# start of Stored rows

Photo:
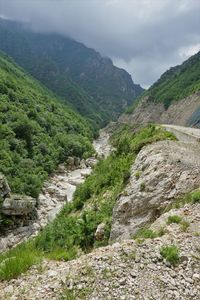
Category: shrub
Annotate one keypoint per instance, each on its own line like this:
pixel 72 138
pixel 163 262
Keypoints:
pixel 147 233
pixel 171 254
pixel 18 260
pixel 174 219
pixel 196 197
pixel 142 186
pixel 185 225
pixel 137 175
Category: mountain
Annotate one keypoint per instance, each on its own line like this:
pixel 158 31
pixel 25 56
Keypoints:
pixel 174 98
pixel 80 75
pixel 37 132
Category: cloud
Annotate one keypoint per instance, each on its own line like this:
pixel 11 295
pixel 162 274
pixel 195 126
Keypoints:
pixel 145 37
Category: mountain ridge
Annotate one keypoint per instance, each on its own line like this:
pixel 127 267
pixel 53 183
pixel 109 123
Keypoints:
pixel 174 98
pixel 91 83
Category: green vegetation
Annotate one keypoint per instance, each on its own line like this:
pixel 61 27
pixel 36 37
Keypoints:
pixel 174 219
pixel 37 132
pixel 137 175
pixel 195 197
pixel 192 198
pixel 185 225
pixel 171 254
pixel 147 233
pixel 18 260
pixel 178 82
pixel 142 186
pixel 73 231
pixel 84 79
pixel 175 84
pixel 178 220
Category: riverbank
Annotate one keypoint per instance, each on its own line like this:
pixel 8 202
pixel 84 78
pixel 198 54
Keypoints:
pixel 58 190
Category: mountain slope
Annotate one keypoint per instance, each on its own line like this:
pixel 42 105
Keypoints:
pixel 174 98
pixel 37 132
pixel 91 83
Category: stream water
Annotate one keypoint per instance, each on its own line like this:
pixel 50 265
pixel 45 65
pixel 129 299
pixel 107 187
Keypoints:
pixel 58 190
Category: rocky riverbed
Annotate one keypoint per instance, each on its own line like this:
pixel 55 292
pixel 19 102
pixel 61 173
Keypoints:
pixel 58 190
pixel 130 270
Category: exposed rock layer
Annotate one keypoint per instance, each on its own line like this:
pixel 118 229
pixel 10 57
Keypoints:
pixel 184 112
pixel 162 172
pixel 123 271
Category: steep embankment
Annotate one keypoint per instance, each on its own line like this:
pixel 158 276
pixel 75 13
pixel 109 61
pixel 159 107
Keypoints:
pixel 56 192
pixel 173 99
pixel 92 84
pixel 163 266
pixel 128 271
pixel 37 132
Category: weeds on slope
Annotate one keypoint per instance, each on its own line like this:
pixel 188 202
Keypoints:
pixel 73 231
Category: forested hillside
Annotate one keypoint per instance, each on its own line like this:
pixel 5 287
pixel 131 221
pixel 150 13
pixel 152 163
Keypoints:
pixel 37 132
pixel 80 75
pixel 178 82
pixel 173 99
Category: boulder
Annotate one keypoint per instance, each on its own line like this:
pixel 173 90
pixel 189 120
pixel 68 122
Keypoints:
pixel 4 187
pixel 91 162
pixel 99 234
pixel 70 162
pixel 18 205
pixel 162 172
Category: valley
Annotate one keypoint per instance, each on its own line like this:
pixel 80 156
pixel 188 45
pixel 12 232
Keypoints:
pixel 99 177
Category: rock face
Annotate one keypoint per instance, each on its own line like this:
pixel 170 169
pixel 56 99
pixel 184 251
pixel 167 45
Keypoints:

# end of Stored rows

# [Your goal]
Switch every "Category" in the data to "Class" and give all the lines again with nothing else changed. Leave the pictures out.

# [Written answer]
Photo:
Class: shrub
Annotate one keypoint per instance, each on its own line like this:
pixel 72 138
pixel 163 262
Keypoints:
pixel 147 233
pixel 171 254
pixel 18 260
pixel 174 219
pixel 196 197
pixel 142 186
pixel 185 225
pixel 137 175
Class: mountain
Annotate one keypoint per instance, each on its own line like this:
pixel 158 31
pixel 25 56
Keypoints:
pixel 174 98
pixel 80 75
pixel 37 132
Class: cloud
Annotate one keypoint per instance, each on its own line like this:
pixel 11 295
pixel 162 274
pixel 195 126
Keypoints:
pixel 145 37
Class: mountain ridge
Annotate one keypoint per instance, each on its own line like this:
pixel 127 267
pixel 53 183
pixel 109 123
Keypoints:
pixel 174 98
pixel 91 83
Class: green vegetation
Annotate one keypoint per instance, each on its own line like this:
pixel 61 27
pixel 36 37
Keypoints:
pixel 174 219
pixel 37 132
pixel 137 175
pixel 195 197
pixel 192 198
pixel 185 225
pixel 171 254
pixel 147 233
pixel 18 260
pixel 178 82
pixel 142 186
pixel 73 231
pixel 84 79
pixel 175 84
pixel 178 220
Class: riverbank
Annotate one keypoint per instance, each on its own line like this:
pixel 8 202
pixel 84 78
pixel 198 54
Keypoints:
pixel 58 190
Class: mountain slope
Annotate one keypoint per instance, each on its own line like this:
pixel 42 105
Keypoints:
pixel 174 98
pixel 37 132
pixel 91 83
Class: stream water
Annotate one keypoint per instance, each on its own line like this:
pixel 50 265
pixel 45 65
pixel 129 299
pixel 107 187
Keypoints:
pixel 58 190
Class: rocky riverbed
Annotate one keypoint per instance, each on its own line like this:
pixel 55 292
pixel 19 102
pixel 61 173
Keypoints:
pixel 58 190
pixel 130 270
Class: exposed rock layer
Annotate one keypoint per instance, each on its own line like this:
pixel 118 229
pixel 10 57
Keypoints:
pixel 184 112
pixel 162 172
pixel 123 271
Class: steep embankment
Annotate one keypoint per instance, each on its own line like this:
pixel 158 276
pixel 75 13
pixel 109 61
pixel 159 107
Keypoints:
pixel 56 192
pixel 173 99
pixel 92 84
pixel 163 266
pixel 128 271
pixel 37 132
Class: weeds on slope
Annotate one keypoint per instance, each on its own line like this:
pixel 188 202
Keypoints:
pixel 73 231
Class: forested hillside
Annotate one keypoint per instance, each on its own line like this:
pixel 5 287
pixel 131 221
pixel 150 13
pixel 152 163
Keypoints:
pixel 37 132
pixel 80 75
pixel 178 82
pixel 173 99
Class: boulder
Annotate one keypoint per instance, each on its own line like this:
pixel 173 90
pixel 189 120
pixel 68 122
Keypoints:
pixel 4 187
pixel 91 162
pixel 99 234
pixel 70 162
pixel 18 205
pixel 162 172
Class: valley
Annotate one keypoint per instance, each on its own line like this:
pixel 80 156
pixel 188 45
pixel 12 232
Keypoints:
pixel 99 177
Class: rock face
Annotate one keypoint per instance, each on its own line like this:
pixel 170 169
pixel 56 99
pixel 184 251
pixel 167 45
Keypoints:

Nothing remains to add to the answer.